**Source excerpt:**
Documentation Summary

Purpose:

Audience:

Approach:

Assumptions:

Related Documents:

Lead Writer: EricChristensen


Basic Hardening Guide

Introduction

The National Security Agency (NSA) has developed two guides for hardening a default installation of Red Hat Enterprise Linux 5. Many of the tips provided in these guides are also valid for installations of Fedora. This Basic Hardening Guide will cover portions of the NSA's Hardening Tips and will explain why implementing these tips are important. This document does not represent the full NSA Hardening Guide.

As with any change to a system these changes could cause unintended results. Changes should be evaluated for appropriateness on your system before implementing.

General Principles

From the NSA

Why is this important?

The General Principles from the NSA represent a best practices overview of security. There are items in the above list that probably won't be used by everyone and there are items missing that should be stressed as a best practice. Additional information on these ideas and others will be explained below.

Physical Security

Physical security of the system is of utmost importance. Many of the suggestions given here won't protect your system if the attacker has physical access to the system.

(Pointing records)
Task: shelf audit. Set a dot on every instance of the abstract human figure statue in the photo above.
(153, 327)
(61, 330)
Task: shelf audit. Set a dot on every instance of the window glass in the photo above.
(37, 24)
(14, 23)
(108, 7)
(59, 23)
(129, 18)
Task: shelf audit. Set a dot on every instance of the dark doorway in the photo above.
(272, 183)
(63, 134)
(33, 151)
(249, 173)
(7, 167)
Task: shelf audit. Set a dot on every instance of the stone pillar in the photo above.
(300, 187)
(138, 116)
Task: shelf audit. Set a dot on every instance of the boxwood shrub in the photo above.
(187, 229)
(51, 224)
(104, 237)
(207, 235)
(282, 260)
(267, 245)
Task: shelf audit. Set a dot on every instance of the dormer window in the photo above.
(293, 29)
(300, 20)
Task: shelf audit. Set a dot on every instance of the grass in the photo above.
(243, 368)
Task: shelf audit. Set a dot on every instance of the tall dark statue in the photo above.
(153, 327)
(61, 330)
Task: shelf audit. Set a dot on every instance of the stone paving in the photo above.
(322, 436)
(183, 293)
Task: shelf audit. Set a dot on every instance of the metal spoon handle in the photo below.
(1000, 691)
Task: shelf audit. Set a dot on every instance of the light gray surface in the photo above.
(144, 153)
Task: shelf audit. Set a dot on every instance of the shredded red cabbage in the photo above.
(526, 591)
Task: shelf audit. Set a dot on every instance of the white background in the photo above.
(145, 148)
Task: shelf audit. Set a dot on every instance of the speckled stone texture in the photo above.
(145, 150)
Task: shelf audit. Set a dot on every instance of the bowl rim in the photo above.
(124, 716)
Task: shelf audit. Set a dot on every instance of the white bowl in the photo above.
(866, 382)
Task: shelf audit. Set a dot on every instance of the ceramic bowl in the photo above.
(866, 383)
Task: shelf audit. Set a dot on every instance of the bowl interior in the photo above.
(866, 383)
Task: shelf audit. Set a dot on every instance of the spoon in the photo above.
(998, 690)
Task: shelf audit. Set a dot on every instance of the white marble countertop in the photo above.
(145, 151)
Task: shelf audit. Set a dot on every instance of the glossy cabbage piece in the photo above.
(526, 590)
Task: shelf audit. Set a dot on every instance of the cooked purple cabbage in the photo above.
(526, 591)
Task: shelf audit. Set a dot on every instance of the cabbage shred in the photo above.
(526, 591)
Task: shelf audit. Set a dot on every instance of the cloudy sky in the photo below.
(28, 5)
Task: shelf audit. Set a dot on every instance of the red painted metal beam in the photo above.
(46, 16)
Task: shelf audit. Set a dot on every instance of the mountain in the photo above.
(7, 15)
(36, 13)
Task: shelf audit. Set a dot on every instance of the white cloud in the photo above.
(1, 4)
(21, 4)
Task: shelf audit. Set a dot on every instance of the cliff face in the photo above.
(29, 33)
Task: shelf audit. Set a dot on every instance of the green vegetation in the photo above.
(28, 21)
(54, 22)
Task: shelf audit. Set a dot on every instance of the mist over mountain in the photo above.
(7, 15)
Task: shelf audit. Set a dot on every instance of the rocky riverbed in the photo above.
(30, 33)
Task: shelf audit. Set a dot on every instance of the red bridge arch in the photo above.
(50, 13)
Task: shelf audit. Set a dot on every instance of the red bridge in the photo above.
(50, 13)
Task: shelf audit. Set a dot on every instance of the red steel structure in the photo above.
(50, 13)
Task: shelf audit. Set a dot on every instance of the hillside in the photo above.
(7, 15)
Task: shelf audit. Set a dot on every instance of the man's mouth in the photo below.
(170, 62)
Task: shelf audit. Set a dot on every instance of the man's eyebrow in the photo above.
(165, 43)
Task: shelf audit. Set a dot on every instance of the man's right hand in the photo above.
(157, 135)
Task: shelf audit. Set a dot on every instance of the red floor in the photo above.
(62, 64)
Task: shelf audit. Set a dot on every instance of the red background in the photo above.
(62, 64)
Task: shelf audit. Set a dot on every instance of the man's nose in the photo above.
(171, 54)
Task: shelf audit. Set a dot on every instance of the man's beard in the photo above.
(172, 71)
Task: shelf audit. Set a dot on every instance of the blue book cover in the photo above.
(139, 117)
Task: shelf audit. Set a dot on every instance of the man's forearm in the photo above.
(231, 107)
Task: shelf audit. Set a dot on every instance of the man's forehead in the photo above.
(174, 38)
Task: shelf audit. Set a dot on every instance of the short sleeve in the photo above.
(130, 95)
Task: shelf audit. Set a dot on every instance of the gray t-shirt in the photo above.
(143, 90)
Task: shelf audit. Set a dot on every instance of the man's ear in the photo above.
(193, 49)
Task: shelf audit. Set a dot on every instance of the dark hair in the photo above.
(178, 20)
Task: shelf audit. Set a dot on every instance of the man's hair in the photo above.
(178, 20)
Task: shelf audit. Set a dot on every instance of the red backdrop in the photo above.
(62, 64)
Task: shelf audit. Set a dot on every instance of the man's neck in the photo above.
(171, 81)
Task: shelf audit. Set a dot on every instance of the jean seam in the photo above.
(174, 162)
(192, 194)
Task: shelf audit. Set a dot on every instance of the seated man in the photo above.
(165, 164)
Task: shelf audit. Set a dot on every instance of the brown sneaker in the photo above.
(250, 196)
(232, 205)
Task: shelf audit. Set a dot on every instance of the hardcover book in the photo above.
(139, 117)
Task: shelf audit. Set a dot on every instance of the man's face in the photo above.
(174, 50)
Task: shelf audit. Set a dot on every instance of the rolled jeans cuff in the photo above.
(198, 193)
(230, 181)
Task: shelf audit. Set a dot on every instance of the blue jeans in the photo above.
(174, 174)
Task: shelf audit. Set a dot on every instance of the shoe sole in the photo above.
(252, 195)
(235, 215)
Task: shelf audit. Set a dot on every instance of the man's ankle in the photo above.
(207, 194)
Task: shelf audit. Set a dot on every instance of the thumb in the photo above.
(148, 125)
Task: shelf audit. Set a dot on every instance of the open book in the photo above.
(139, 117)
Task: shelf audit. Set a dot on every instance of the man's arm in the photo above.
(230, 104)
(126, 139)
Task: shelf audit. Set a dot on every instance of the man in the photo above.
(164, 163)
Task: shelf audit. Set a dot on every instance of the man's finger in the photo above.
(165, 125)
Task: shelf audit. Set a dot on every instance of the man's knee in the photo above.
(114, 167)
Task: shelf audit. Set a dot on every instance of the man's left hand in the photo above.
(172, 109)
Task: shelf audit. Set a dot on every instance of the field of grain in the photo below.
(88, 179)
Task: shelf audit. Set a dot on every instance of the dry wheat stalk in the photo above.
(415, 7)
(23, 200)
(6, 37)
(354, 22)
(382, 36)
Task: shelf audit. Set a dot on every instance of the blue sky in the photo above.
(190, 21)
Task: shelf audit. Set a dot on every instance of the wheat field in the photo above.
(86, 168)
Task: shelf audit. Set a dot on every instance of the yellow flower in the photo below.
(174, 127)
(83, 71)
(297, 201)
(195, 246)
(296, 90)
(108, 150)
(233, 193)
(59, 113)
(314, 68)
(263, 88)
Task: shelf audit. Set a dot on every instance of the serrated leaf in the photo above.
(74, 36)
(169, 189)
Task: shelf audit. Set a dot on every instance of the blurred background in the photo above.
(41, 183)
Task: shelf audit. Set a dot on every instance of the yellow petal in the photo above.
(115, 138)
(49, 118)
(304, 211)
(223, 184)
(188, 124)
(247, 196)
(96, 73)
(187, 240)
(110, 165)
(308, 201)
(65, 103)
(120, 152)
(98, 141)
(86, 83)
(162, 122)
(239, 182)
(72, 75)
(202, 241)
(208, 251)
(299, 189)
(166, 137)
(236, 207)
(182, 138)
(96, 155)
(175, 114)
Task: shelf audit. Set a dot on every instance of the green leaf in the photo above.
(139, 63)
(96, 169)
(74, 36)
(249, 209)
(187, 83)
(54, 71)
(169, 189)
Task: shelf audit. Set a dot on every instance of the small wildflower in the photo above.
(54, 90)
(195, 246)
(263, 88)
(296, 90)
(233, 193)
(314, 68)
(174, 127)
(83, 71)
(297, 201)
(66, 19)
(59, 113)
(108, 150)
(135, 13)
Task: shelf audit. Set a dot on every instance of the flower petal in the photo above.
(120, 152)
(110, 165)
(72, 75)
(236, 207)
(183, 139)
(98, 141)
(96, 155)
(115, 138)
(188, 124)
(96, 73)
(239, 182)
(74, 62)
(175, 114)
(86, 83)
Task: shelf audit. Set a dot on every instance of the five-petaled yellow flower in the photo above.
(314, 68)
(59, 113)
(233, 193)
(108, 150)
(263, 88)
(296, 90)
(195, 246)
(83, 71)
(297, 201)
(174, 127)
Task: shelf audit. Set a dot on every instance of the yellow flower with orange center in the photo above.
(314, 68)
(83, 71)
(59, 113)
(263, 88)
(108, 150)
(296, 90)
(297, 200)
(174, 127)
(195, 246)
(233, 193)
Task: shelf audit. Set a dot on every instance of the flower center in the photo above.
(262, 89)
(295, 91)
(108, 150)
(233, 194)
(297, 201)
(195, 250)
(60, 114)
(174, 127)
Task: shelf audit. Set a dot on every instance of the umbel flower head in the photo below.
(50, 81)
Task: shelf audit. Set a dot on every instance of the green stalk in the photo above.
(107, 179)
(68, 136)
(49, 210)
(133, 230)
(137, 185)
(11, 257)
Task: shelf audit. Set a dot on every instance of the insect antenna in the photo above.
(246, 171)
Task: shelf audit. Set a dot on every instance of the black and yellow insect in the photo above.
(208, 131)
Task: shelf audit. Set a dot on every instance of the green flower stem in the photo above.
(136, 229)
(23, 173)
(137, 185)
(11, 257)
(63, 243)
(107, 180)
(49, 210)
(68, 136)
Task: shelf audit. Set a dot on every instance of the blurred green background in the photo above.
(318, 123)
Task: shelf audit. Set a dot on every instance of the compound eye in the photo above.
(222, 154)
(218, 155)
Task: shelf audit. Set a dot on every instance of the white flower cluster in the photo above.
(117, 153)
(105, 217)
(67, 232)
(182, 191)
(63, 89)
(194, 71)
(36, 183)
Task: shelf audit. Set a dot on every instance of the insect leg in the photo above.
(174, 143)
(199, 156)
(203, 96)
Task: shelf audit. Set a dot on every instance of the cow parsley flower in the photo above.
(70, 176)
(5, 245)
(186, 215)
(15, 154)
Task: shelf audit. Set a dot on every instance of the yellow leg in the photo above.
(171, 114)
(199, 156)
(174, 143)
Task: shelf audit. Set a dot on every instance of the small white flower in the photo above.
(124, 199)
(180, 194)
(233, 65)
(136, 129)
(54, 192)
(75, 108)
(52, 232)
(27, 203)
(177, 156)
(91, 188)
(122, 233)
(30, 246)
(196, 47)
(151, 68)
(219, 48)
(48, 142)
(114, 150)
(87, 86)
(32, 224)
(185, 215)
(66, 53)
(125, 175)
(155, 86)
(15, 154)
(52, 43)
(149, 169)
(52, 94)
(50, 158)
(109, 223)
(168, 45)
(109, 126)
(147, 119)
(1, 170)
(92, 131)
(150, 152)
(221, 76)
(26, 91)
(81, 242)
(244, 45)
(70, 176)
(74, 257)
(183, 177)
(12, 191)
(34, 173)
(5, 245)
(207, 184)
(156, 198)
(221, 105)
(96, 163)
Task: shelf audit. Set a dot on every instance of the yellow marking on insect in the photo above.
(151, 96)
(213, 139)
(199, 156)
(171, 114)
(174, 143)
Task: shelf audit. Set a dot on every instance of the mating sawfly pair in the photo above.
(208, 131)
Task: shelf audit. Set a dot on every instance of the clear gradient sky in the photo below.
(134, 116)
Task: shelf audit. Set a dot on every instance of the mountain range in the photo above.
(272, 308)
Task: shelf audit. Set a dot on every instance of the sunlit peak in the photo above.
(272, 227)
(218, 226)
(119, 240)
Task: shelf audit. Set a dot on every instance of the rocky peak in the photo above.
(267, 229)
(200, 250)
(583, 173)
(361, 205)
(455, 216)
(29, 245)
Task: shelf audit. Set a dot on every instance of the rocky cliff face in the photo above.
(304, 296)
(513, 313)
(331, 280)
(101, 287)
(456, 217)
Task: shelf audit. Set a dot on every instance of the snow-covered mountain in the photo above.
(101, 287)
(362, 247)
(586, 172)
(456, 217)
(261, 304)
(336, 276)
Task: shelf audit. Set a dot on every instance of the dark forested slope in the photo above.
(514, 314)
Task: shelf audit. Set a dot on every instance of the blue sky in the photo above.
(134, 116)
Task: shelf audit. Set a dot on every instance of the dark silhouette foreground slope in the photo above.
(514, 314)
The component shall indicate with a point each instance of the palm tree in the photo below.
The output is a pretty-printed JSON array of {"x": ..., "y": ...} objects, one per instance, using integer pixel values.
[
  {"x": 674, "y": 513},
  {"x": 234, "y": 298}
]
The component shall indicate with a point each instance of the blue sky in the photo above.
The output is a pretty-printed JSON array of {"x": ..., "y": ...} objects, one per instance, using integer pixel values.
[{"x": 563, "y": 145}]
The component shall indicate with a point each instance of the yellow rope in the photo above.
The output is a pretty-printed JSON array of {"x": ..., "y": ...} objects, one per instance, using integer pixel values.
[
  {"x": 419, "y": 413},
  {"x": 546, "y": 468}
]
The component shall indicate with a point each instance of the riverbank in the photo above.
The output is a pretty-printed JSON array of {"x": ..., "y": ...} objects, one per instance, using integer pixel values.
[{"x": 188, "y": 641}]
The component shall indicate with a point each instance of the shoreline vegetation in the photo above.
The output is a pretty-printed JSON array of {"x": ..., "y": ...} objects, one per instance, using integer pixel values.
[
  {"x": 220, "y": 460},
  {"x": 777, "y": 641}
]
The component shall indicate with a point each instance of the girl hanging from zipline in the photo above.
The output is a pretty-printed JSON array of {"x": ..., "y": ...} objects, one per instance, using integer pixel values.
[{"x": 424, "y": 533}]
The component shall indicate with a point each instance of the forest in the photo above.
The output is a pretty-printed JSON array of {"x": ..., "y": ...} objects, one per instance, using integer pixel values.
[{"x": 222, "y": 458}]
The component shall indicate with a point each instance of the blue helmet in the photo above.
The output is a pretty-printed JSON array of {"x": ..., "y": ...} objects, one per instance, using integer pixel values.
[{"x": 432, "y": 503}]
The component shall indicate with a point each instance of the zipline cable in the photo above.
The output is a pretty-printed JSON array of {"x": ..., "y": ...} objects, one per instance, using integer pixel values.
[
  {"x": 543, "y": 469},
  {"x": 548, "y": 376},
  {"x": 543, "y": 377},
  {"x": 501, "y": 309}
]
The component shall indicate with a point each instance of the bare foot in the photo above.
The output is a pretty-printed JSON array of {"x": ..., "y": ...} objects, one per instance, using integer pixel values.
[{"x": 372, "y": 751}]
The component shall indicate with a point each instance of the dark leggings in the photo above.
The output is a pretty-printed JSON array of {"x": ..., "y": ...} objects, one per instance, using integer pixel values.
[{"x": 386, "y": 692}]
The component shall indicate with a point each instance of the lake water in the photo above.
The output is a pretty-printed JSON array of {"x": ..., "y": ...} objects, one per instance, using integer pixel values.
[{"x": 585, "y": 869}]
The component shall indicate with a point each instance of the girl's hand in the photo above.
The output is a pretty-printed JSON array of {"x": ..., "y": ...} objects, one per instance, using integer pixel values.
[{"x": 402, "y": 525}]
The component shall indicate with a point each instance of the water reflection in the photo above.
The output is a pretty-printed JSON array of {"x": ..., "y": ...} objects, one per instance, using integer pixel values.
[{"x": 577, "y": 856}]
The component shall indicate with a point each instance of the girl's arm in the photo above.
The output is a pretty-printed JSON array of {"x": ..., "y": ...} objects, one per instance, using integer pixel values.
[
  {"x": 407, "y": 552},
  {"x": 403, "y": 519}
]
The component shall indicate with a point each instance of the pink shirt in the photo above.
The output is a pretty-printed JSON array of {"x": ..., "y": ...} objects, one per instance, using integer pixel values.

**Work instructions:** Turn the paragraph of the hardening guide excerpt that begins "The National Security Agency (NSA) has developed" into a short bulleted list that keeps its main facts.

**Solution to this exercise:**
- The NSA has developed two guides for hardening a default installation of Red Hat Enterprise Linux 5.
- Many of their tips also apply to Fedora installations.
- This Basic Hardening Guide covers parts of the NSA's tips and explains why they are important.
- It is not the full NSA Hardening Guide.